Problem to work on
Which lines below contain the string "pebble", with uppercase and lowercase letters matched? Copy every such line in full.

Data for the task

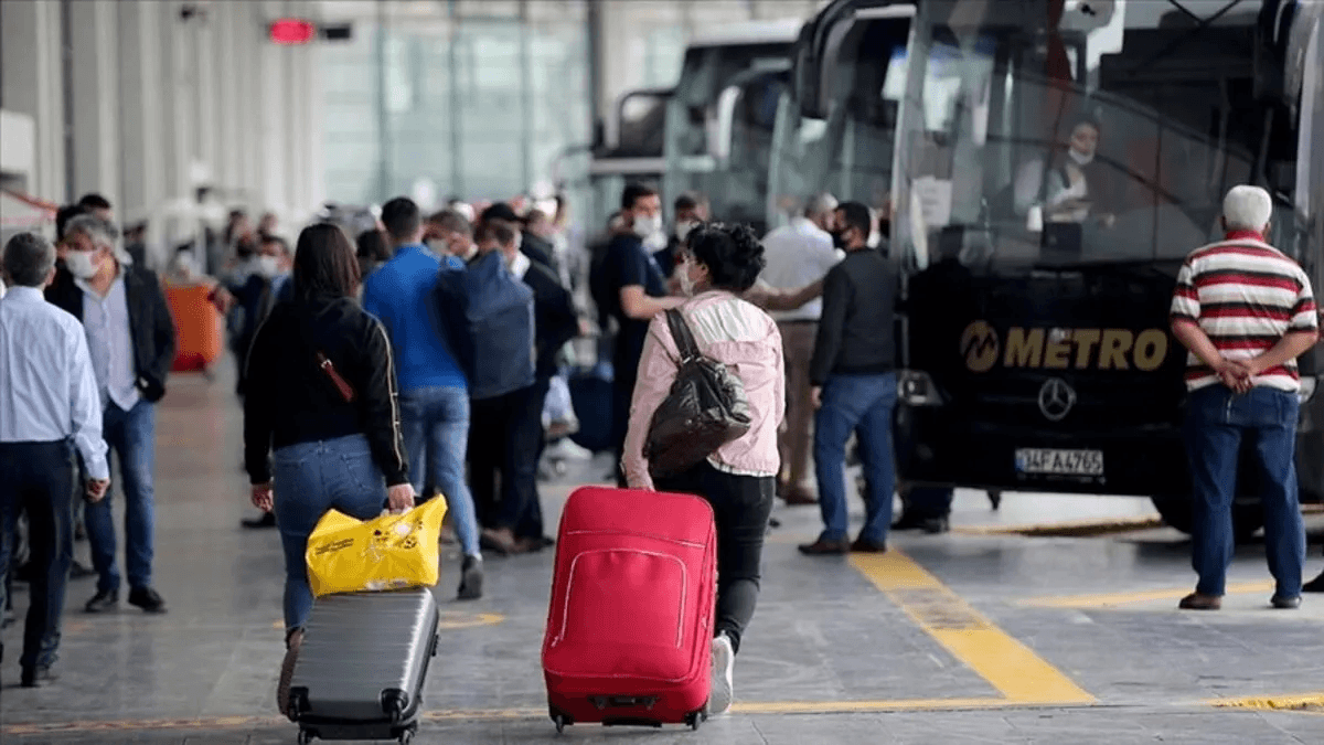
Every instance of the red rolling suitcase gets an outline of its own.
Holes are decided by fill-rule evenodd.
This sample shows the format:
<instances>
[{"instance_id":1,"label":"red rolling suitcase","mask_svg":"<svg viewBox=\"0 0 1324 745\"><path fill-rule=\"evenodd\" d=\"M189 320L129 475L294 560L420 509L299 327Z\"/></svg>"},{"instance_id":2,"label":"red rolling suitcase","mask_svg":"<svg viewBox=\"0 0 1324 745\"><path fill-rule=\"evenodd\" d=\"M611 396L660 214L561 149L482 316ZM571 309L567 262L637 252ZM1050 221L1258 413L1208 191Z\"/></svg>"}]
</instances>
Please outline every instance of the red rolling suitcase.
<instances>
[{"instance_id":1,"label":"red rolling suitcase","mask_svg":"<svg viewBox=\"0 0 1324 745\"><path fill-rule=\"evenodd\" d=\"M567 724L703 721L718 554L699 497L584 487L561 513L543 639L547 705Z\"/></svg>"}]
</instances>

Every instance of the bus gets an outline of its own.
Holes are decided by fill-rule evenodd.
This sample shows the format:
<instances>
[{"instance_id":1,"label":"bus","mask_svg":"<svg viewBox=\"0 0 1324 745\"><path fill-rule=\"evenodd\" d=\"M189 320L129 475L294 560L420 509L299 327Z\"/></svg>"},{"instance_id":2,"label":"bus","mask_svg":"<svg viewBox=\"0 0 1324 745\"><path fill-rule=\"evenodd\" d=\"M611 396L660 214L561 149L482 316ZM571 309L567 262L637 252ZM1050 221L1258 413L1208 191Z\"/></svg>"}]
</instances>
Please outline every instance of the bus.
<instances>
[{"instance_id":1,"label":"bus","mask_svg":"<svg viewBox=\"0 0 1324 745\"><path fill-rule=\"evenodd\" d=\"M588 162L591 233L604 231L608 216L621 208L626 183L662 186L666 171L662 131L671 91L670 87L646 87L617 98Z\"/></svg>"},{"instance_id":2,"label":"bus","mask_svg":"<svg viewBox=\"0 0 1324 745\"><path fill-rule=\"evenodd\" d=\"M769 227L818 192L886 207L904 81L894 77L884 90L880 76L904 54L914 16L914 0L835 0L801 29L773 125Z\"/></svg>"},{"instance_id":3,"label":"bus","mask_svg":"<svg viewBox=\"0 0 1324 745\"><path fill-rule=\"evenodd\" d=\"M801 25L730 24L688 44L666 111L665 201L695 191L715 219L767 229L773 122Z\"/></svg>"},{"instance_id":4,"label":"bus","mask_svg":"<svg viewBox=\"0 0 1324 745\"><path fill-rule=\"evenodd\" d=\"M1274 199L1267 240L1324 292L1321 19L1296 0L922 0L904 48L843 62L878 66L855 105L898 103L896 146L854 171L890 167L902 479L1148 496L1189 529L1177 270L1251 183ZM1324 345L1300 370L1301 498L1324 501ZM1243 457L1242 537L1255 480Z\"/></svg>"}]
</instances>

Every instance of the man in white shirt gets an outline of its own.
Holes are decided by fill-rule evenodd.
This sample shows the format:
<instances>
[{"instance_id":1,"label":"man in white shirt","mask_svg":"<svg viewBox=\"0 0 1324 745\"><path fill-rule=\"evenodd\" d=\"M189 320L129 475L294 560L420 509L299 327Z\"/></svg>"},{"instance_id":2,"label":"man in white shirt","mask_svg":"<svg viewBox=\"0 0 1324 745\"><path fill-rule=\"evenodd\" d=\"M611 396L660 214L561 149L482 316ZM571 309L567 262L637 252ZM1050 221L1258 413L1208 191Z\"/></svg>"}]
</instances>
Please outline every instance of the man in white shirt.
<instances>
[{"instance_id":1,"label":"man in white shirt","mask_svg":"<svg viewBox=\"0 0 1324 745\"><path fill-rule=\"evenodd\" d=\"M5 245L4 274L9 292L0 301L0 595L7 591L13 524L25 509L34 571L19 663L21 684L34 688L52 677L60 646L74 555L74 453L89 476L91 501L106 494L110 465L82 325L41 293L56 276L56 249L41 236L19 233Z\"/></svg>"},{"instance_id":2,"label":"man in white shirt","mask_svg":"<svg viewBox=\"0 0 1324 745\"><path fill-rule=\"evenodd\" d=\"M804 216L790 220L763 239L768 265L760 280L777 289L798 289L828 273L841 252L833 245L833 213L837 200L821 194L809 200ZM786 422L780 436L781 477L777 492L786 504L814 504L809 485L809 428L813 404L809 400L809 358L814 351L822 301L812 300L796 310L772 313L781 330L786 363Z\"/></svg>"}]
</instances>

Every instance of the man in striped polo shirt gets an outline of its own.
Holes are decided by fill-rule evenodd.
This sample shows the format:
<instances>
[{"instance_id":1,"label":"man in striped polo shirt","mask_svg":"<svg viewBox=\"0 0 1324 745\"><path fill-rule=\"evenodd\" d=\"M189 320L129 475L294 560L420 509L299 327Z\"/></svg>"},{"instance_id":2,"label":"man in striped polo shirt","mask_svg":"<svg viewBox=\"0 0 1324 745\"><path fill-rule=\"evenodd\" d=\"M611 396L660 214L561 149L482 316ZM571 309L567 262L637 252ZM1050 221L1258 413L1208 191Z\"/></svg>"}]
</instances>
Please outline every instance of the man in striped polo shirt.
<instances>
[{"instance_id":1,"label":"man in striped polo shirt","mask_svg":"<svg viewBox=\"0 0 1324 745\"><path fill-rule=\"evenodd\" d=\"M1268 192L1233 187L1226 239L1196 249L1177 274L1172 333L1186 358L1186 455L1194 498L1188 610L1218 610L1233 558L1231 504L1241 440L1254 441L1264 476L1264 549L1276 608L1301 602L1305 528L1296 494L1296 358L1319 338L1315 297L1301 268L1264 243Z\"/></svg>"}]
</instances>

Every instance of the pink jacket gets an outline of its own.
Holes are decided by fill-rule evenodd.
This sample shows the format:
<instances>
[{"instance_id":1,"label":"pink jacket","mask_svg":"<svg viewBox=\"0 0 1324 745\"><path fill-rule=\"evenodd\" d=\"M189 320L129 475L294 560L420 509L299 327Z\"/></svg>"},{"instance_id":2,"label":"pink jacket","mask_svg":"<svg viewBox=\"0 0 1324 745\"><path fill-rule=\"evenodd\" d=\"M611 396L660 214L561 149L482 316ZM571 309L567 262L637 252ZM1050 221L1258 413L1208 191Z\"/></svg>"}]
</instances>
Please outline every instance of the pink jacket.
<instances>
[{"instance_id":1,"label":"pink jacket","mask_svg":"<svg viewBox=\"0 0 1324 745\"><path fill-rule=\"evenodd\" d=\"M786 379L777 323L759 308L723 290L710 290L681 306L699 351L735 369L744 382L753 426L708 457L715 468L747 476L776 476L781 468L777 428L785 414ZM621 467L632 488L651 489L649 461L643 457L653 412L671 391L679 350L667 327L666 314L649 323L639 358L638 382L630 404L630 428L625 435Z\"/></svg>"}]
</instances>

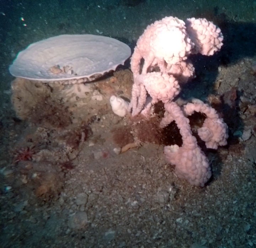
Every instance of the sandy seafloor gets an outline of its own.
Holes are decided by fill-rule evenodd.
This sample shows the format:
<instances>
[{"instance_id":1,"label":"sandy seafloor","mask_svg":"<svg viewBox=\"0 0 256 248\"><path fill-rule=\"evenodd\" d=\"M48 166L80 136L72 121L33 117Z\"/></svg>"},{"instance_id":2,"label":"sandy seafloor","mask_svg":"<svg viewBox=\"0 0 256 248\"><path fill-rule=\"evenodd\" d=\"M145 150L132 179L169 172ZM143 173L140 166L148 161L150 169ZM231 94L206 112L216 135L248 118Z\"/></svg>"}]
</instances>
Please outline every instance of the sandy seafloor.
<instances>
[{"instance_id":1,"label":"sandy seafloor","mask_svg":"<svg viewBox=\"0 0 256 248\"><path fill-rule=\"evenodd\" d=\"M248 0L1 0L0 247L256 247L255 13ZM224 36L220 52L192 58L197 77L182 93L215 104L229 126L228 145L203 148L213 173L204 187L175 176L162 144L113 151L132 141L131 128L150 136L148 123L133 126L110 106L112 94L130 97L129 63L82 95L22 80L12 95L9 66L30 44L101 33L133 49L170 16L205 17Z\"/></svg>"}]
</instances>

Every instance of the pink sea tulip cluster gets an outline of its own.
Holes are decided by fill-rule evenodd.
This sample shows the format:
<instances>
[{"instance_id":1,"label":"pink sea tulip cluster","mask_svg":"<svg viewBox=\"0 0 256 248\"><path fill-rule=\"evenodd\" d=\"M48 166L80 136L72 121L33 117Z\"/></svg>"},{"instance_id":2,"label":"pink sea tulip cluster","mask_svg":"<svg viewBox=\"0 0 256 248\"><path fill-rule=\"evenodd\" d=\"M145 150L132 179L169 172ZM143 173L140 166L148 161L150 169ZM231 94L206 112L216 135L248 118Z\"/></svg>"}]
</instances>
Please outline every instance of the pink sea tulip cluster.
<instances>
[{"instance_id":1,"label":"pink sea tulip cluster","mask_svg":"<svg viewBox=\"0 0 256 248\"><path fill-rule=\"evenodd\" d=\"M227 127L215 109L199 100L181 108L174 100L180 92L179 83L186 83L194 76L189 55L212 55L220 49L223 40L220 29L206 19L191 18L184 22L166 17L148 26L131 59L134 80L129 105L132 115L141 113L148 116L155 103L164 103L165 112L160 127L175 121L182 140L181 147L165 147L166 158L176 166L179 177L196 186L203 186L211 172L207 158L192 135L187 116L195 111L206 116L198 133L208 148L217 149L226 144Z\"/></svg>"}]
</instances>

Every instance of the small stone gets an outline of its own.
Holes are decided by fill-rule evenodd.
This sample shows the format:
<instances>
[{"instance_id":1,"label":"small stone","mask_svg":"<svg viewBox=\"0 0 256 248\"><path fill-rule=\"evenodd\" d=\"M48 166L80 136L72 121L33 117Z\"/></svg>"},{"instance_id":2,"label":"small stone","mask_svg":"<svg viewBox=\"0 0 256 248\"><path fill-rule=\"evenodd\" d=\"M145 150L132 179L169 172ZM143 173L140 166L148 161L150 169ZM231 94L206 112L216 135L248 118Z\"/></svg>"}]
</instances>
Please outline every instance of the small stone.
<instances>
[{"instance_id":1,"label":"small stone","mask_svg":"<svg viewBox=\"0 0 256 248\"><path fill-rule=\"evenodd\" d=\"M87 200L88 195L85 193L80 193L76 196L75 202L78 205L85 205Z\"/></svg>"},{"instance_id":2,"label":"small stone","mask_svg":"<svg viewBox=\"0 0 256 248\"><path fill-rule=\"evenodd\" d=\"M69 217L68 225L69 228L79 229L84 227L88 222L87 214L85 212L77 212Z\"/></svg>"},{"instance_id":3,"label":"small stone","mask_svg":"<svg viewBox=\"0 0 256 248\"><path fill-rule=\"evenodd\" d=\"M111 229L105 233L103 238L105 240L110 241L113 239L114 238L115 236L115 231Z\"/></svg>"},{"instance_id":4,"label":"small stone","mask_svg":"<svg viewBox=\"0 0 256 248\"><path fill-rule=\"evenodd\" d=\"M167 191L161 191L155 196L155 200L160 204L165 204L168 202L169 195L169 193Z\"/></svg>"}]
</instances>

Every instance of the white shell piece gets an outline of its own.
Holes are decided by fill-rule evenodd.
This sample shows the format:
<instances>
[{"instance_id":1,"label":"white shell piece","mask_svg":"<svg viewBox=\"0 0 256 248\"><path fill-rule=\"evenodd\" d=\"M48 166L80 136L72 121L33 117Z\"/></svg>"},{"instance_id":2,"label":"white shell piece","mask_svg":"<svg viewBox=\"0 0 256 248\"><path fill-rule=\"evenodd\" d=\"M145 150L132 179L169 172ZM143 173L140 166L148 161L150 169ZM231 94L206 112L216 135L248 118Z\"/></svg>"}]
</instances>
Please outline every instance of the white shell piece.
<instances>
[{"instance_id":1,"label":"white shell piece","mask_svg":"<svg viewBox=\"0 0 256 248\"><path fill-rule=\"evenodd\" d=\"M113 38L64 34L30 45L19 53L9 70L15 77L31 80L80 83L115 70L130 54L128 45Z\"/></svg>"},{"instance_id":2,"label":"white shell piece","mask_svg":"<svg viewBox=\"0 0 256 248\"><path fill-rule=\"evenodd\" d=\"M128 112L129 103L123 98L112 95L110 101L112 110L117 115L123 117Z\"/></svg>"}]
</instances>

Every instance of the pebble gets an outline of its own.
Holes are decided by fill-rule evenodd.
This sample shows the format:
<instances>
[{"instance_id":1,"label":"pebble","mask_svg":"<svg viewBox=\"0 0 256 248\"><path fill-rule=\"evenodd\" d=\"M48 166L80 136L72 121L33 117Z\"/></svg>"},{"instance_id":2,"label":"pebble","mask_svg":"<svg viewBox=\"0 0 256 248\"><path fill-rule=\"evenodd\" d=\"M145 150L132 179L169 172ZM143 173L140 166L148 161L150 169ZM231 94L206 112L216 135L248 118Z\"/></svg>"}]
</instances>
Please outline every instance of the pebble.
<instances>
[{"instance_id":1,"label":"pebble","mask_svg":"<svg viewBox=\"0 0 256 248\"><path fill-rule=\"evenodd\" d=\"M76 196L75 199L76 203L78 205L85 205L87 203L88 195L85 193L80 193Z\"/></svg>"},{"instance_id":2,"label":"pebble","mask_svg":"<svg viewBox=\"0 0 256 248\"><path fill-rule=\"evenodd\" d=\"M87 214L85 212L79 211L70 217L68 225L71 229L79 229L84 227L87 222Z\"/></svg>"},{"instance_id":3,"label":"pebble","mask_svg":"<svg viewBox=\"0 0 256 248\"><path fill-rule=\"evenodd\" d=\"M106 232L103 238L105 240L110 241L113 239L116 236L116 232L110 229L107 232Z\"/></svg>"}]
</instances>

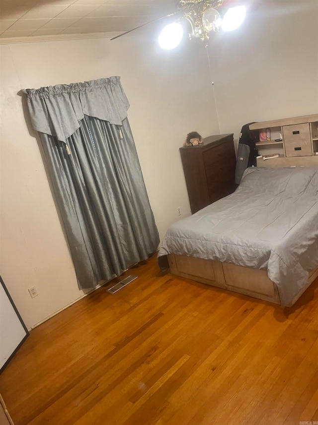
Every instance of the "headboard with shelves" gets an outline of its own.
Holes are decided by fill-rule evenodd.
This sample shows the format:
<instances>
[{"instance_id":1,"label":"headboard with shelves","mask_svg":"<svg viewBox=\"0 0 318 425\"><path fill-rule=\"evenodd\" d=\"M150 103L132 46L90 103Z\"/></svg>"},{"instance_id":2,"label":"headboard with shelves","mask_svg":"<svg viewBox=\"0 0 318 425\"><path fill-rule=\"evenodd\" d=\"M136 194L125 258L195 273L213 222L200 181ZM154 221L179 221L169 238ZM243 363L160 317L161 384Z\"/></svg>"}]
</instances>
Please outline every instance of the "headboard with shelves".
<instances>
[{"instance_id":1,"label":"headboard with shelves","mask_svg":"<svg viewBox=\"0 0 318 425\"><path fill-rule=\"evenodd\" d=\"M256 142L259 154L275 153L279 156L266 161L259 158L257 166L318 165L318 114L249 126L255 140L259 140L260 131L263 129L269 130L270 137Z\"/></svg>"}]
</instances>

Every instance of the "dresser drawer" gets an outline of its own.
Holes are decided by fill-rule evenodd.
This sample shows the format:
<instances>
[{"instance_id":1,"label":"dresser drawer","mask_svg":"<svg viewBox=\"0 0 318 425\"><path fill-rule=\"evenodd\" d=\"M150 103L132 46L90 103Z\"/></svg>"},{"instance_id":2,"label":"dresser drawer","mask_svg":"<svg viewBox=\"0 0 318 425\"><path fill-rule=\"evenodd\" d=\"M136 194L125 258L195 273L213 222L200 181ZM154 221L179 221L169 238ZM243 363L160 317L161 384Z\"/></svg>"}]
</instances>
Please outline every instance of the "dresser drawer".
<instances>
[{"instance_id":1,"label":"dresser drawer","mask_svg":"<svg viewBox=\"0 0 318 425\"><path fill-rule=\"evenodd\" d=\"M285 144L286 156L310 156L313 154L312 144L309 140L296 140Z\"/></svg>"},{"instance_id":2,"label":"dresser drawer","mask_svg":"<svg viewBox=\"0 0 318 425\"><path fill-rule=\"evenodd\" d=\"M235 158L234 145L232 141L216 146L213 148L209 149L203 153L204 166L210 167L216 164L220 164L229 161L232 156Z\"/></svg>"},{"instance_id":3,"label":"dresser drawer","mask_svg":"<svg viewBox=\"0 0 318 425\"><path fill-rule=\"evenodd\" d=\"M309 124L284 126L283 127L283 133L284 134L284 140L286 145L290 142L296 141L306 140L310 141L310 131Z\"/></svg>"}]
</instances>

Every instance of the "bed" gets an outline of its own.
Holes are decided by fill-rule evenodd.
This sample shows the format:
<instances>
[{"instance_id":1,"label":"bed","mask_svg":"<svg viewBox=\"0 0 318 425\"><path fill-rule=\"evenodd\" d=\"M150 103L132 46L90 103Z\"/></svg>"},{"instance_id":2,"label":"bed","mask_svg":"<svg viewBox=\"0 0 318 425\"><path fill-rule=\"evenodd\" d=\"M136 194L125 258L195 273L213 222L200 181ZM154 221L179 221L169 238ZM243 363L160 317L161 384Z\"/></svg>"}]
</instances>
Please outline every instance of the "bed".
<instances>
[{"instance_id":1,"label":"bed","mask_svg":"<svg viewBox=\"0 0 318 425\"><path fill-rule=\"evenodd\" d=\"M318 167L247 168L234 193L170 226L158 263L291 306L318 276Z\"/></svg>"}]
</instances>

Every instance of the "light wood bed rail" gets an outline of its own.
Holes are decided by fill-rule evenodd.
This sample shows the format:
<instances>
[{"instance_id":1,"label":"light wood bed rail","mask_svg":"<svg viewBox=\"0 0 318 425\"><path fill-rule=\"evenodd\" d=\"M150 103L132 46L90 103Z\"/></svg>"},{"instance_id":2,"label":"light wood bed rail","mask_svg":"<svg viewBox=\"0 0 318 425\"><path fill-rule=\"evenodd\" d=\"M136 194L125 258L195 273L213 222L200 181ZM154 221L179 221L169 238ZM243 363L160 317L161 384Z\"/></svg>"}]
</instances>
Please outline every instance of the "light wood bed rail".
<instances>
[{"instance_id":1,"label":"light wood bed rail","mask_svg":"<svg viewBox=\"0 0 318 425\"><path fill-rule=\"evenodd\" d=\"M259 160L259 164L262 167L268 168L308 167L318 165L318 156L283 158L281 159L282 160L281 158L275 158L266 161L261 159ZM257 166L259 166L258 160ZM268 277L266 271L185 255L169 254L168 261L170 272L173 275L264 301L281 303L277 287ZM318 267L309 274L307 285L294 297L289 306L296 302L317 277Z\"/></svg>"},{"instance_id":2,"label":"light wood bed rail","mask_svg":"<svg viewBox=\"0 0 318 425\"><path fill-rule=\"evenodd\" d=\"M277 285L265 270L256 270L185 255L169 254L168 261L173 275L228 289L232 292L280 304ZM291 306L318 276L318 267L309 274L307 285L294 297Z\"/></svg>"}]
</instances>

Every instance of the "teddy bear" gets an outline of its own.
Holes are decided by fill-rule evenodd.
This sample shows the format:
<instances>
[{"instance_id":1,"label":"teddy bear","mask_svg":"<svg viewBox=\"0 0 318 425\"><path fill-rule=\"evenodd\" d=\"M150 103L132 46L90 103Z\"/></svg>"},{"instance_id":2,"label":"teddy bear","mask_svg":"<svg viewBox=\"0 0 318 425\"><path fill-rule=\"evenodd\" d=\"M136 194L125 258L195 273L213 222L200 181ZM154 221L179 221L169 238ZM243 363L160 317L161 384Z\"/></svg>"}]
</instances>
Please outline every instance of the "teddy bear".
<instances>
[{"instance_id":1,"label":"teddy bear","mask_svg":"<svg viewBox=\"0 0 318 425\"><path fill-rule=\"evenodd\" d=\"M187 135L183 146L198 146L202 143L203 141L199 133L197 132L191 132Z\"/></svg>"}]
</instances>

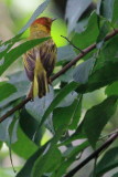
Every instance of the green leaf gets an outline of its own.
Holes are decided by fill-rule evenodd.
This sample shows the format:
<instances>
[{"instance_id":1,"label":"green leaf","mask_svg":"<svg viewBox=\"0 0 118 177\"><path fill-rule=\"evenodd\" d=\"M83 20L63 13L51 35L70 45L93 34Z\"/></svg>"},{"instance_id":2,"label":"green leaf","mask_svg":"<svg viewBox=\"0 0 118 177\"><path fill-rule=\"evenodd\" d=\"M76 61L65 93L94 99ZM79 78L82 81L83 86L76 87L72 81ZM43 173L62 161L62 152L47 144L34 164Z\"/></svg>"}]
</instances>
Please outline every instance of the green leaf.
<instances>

Complete answer
Every instance of the pebble gets an outline of its own.
[{"instance_id":1,"label":"pebble","mask_svg":"<svg viewBox=\"0 0 256 248\"><path fill-rule=\"evenodd\" d=\"M48 166L80 136L72 121L33 117Z\"/></svg>"},{"instance_id":2,"label":"pebble","mask_svg":"<svg viewBox=\"0 0 256 248\"><path fill-rule=\"evenodd\" d=\"M145 150L132 179L169 172ZM143 173L140 166L148 161L150 169ZM231 94L206 112L216 135L248 118Z\"/></svg>"}]
Please outline every instance of the pebble.
[{"instance_id":1,"label":"pebble","mask_svg":"<svg viewBox=\"0 0 256 248\"><path fill-rule=\"evenodd\" d=\"M76 196L75 199L76 203L78 205L85 205L87 203L88 195L85 193L80 193Z\"/></svg>"},{"instance_id":2,"label":"pebble","mask_svg":"<svg viewBox=\"0 0 256 248\"><path fill-rule=\"evenodd\" d=\"M87 214L85 212L79 211L70 217L68 225L71 229L79 229L84 227L87 222Z\"/></svg>"},{"instance_id":3,"label":"pebble","mask_svg":"<svg viewBox=\"0 0 256 248\"><path fill-rule=\"evenodd\" d=\"M106 232L103 238L105 240L110 241L113 239L116 236L116 232L110 229L107 232Z\"/></svg>"}]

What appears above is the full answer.